» CONSIGNE:
Pour chaque affirmation ci-dessous, dites si elle concorde avec le texte sur les Assyriens et Simko, par oui ou par non, puis citez mot pour mot le passage du texte qui permet de trancher.
(a) Jusque-là, les Kurdes avaient été les principaux ennemis des Assyriens.
(b) Mar Shimoun se rendit à Konehcher avec une escorte de 50 cavaliers.
(c) C'est son frère qui poussa Mar Shimoun à se rendre à Konehcher.

» TEXTE EXTRAIT:

* * * * * * *

En effet, les principaux ennemis des Assyriens avaient été jusque là les Perses et les Azeris; aucun affrontement majeur avec les Kurdes n'avait eu lieu. A Ourmia, les misérables réfugiés kurdes avaient pour habitude de visiter boutiques et habitations après les pillards Djelos. En fait, depuis l'echec des négociations franco-kurdes, aucun élément nouveau n'était survenu; seul Simko, que ses discussions avec les Anglais semblaient avoir rallié à la cause alliée, manifestait avec ostentation sa sympathie pour les Assyriens, et prétendait rechercher un accord avec eux.

Le Patriarche, résolu à reprendre l'initiative politique à Agha Petros, décida de répondre aux avances de Simko; une alliance assyro-kurde contre les Turcs aurait constitué un élément majeur, et lui aurait assuré une position prépondérante.

Poussé par sa soeur et prétextant une "mission de paix", Mar Shimoun se rendit à Konehcher avec une escorte de 50 cavaliers, répondant à une invitation de Simko.

* * * * * * *

» BLOC DE DONNÉES:
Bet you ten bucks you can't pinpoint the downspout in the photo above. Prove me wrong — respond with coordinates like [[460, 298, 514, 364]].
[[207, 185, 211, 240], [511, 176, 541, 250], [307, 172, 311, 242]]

* * * * * * *

» RÉPONSE:
(a) Non : « les principaux ennemis des Assyriens avaient été jusque là les Perses et les Azeris; aucun affrontement majeur avec les Kurdes n'avait eu lieu ».
(b) Oui : « Mar Shimoun se rendit à Konehcher avec une escorte de 50 cavaliers ».
(c) Non : « Poussé par sa soeur ».